(Records drawn from a dataset)
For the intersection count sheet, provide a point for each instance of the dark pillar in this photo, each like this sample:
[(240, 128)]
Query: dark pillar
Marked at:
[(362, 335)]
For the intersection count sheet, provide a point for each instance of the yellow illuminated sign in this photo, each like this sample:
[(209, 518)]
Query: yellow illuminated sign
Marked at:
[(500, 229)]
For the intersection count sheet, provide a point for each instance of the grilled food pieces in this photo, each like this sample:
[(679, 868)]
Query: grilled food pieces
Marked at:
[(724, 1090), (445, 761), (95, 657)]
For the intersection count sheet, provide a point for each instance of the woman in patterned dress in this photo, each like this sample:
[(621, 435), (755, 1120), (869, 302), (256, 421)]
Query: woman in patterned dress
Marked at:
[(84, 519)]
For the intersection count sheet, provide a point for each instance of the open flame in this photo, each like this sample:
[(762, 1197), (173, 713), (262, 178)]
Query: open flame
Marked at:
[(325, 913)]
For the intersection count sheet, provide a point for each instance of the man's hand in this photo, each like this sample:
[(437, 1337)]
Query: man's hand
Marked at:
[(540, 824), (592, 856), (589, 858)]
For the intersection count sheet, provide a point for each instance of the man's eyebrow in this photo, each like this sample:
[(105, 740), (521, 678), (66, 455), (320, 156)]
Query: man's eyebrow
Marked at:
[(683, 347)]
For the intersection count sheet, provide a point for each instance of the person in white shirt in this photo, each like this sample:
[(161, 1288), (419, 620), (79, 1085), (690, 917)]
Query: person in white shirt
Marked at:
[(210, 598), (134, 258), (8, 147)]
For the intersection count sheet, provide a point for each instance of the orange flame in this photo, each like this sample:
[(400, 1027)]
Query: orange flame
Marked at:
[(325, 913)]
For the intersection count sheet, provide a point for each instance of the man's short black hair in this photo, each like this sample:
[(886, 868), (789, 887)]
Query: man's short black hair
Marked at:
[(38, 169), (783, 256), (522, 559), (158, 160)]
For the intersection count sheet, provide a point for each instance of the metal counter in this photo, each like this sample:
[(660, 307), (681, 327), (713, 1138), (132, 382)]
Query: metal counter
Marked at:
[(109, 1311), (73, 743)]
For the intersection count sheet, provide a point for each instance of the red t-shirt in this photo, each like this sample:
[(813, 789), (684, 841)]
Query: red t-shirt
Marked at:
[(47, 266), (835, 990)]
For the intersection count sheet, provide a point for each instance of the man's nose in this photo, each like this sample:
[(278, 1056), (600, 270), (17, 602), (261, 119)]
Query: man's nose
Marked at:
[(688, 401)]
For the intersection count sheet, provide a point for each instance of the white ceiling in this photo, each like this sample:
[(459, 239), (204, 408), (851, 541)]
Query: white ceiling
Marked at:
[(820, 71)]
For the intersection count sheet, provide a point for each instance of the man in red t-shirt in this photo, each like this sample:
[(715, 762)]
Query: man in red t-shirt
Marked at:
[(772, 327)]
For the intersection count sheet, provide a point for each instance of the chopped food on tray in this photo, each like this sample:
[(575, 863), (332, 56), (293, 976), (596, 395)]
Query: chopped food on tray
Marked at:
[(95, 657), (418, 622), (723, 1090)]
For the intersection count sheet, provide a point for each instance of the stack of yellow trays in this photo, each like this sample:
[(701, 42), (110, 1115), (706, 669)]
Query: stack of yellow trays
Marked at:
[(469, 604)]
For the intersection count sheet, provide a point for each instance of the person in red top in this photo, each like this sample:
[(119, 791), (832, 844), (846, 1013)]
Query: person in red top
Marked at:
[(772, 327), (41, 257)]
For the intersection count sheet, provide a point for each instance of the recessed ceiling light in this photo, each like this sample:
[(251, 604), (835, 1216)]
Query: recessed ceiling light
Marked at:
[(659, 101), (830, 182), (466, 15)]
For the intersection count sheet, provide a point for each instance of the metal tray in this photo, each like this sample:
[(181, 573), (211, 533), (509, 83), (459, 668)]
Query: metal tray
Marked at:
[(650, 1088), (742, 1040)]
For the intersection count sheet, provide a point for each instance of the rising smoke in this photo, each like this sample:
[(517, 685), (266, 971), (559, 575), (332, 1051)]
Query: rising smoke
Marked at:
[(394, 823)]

-- Exercise details --
Every entry should be output exactly as written, please.

-- Task solution --
For the intersection count sheet, provide a point for each instance of the dark pillar in this photo, each like this sample:
[(240, 128)]
Query: dark pillar
Marked at:
[(362, 335)]
For the intersection count sheet, provide a point for each instance of the yellow illuminated sign in this photo, each like this sample:
[(209, 518)]
Query: yellow illuminated sign
Marked at:
[(500, 229)]
For the intersection count sheet, provide a point for each instance of the grilled food pieces in this photo, each like this sample:
[(679, 868)]
Query: grilled food pieces
Marked at:
[(724, 1090), (445, 761), (95, 657)]
For the intersection count sheet, provide a point for each instance of the woman in patterned dress in this photo, each like this sample:
[(621, 435), (755, 1120), (869, 302), (256, 421)]
Query: woman in patterned dress
Marked at:
[(84, 519)]
For the intersection count sheet, provide a point for each instance of the open flame in this photo, each like this sample:
[(762, 1197), (173, 713), (262, 178)]
Query: open flame
Marked at:
[(325, 913)]
For the intersection count sheet, provide a point for each instance of the man's hand in this photo, each like this sample:
[(437, 1337)]
Query: man's hand
Marked at:
[(540, 824), (592, 856), (589, 858)]
For the intersection count sheet, provide a point for each instance of the man's eyebrow in this photo, each like this sample:
[(105, 740), (521, 678), (66, 455), (320, 156)]
Query: man's eyebrow
Marked at:
[(683, 347)]
For the intersection count sheet, provide a point for each instance of the person in white shirt in this photo, each like this sample:
[(161, 1288), (419, 620), (79, 1085), (690, 917)]
Query: person in white shirt
Marked at:
[(210, 598), (134, 258), (8, 147)]
For the intersection count sheet, provide a point for each instance of the orange flame in this photo, each like this sample:
[(400, 1027)]
Query: orange flame
Marked at:
[(325, 913)]
For the intersection count sheet, provide a point for each instance of the man's short black hair in this photo, each like this sample:
[(886, 868), (789, 887)]
Query: man's short black hair
Marked at:
[(38, 169), (783, 256), (522, 559), (158, 160)]
For the intersection count sheet, provide a point for each instance of the metal counter in this photo, each like this sample:
[(660, 307), (681, 327), (713, 1138), (132, 382)]
Query: metal counter
Marked at:
[(109, 1311), (73, 743)]
For the intersection count sheet, provide a point for each instance of the red t-shirt in this photo, each like this sample:
[(813, 789), (684, 841)]
Query: red t-shirt
Marked at:
[(47, 266), (835, 990)]
For the intersection count sheet, provide a point for each instance of the man's nose in this photo, each like this sample:
[(278, 1056), (600, 270), (17, 602), (261, 119)]
Query: man's nose
Marked at:
[(688, 401)]
For the intersection count sheet, provide a point for each instance of the white ceiling in this photo, each like this sample:
[(459, 239), (204, 408), (851, 541)]
Query: white ceiling
Marked at:
[(820, 71)]
For the intersection count sheet, provide a point for each instance of the man in red t-shirt in this photo, each like this sample:
[(715, 762)]
Query: man in red t-shirt
Marked at:
[(772, 327)]
For the intersection count sheet, provide a point for each instance of the chopped food on tray in this photo, each like this sample:
[(575, 863), (332, 56), (293, 976), (596, 395)]
Query: chopped food on tray
Marked at:
[(95, 657), (418, 622), (723, 1090)]
For the intersection count sheet, provide a point for each instance of the stack of yellow trays in this photo, each like this sample:
[(701, 42), (110, 1115), (706, 669)]
Query: stack of yellow trays
Marked at:
[(469, 604)]
For the intersection count sheet, provide a point for each instance of the person in red top in this photo, each like this sample:
[(119, 791), (832, 844), (846, 1013)]
Query: person in red top
Marked at:
[(772, 327), (41, 257)]
For the intersection count sheet, provide a point for each instance of the recessed ceiling light in this photo, each like this sample:
[(251, 604), (835, 1216)]
Query: recessed ceiling light
Marked at:
[(659, 101), (830, 182), (466, 15)]
For the intersection count sheet, provide a point for each instance of the metal tray in this photo, each like this sample:
[(181, 573), (211, 533), (509, 83), (459, 668)]
Query: metal tray
Marked at:
[(650, 1088), (742, 1040)]
For the intersection count sheet, provide a point for each instance of the rising smoke in this photo, each like this sample:
[(517, 685), (266, 971), (559, 575), (332, 1051)]
Query: rising smoke
Marked at:
[(394, 823)]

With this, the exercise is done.